#### [TASK]
Reproduce verbatim the lines that begin at the one containing "For each instance of the pink" and end after the one containing "For each instance of the tilted", including both.
── RECORDED INFORMATION
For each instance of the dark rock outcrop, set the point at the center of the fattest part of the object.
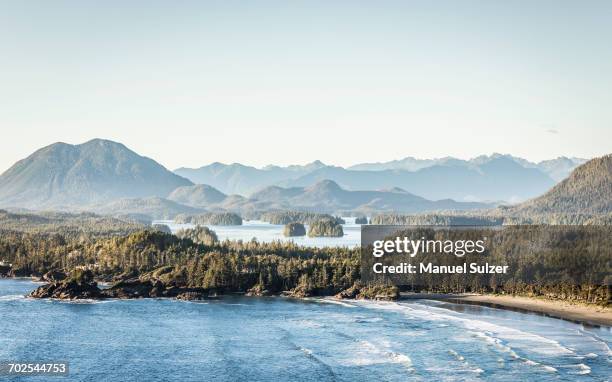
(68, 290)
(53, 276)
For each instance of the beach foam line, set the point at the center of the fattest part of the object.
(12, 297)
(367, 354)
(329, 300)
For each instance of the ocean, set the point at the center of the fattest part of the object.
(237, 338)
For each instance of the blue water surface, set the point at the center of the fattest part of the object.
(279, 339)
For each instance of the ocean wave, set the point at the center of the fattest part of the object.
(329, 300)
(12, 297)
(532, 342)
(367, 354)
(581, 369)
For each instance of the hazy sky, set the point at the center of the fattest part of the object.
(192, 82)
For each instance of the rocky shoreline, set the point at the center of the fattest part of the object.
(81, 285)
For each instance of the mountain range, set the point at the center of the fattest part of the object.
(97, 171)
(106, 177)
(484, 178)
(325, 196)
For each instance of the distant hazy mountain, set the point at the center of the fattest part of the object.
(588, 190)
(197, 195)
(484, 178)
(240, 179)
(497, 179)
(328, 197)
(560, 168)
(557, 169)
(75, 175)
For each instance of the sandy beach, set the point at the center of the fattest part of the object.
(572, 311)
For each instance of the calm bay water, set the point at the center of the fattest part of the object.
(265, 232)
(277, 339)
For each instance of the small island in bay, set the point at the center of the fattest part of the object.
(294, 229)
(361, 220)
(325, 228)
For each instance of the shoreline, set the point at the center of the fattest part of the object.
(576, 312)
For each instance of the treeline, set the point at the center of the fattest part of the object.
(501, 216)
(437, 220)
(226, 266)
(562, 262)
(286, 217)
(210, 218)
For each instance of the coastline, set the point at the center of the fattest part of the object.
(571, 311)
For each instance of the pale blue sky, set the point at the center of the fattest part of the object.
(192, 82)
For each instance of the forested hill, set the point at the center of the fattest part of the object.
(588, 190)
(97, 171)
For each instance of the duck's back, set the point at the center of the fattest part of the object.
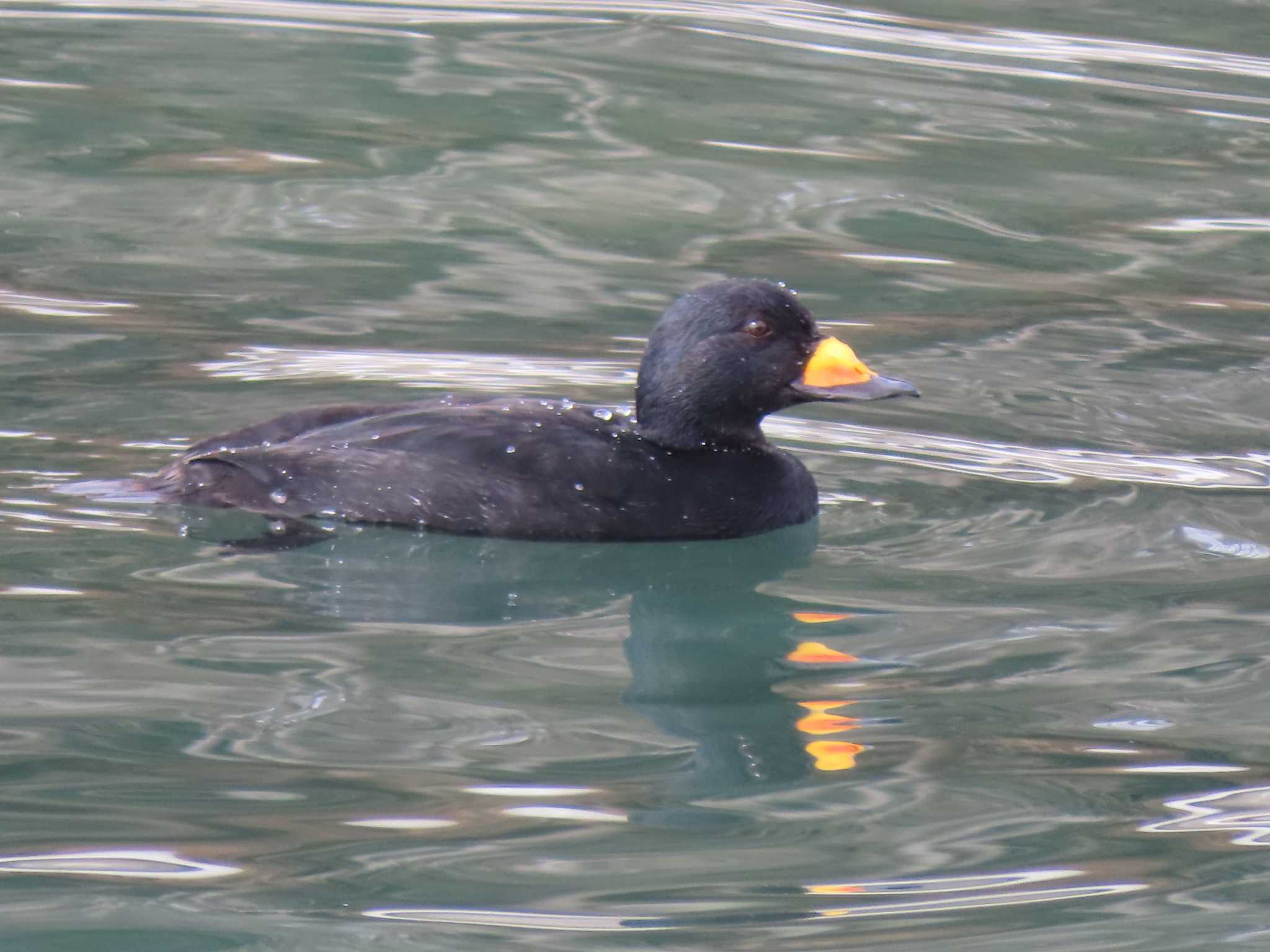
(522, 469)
────
── RECORDED INFORMATION
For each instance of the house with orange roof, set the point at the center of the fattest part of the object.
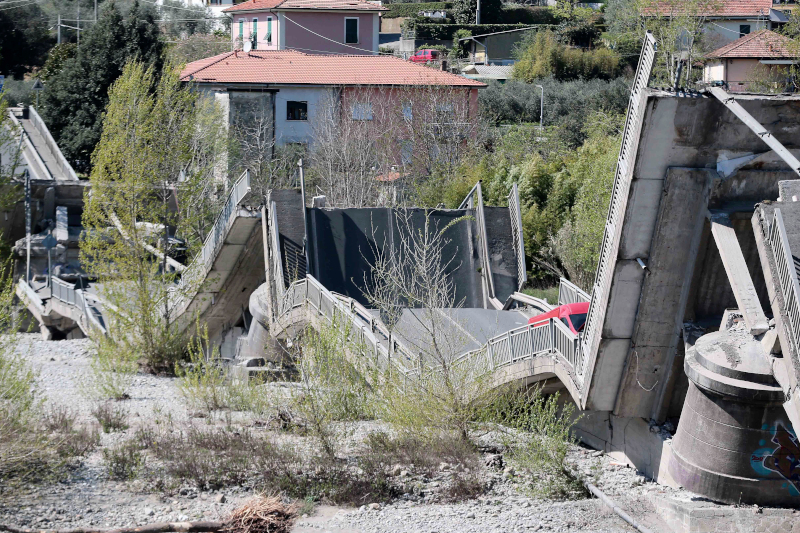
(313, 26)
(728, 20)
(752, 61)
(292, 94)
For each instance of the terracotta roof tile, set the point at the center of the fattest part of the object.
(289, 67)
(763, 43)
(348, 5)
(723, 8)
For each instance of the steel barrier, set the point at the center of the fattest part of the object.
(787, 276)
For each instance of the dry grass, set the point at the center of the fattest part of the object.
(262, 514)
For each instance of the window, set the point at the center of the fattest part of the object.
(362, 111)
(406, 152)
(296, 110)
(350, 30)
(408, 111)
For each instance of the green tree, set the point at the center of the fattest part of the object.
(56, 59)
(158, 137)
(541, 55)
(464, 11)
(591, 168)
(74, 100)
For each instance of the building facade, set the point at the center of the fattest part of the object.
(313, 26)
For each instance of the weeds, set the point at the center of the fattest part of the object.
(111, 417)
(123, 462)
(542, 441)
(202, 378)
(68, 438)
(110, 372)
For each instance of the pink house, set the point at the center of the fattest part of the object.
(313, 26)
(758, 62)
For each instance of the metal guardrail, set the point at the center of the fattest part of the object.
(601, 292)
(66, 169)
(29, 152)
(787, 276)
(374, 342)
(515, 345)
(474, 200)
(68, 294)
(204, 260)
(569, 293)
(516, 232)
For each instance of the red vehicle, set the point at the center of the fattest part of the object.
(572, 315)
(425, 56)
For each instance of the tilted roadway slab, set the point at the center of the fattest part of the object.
────
#### [RESULT OF THIS EXERCISE]
For each instance of the pink house, set the point at the center of the fattest part of the object.
(313, 26)
(758, 62)
For each instance of the metal guardrail, set the point at the center of the fattest part of the object.
(601, 292)
(66, 169)
(29, 152)
(787, 276)
(374, 342)
(515, 345)
(474, 200)
(68, 294)
(204, 260)
(569, 293)
(516, 232)
For each instance of the red vehicle, set the point at the center of the fattest part of the object.
(572, 315)
(425, 56)
For each instance of the tilted roadway slab, set the point at the center of the fattest part of the object.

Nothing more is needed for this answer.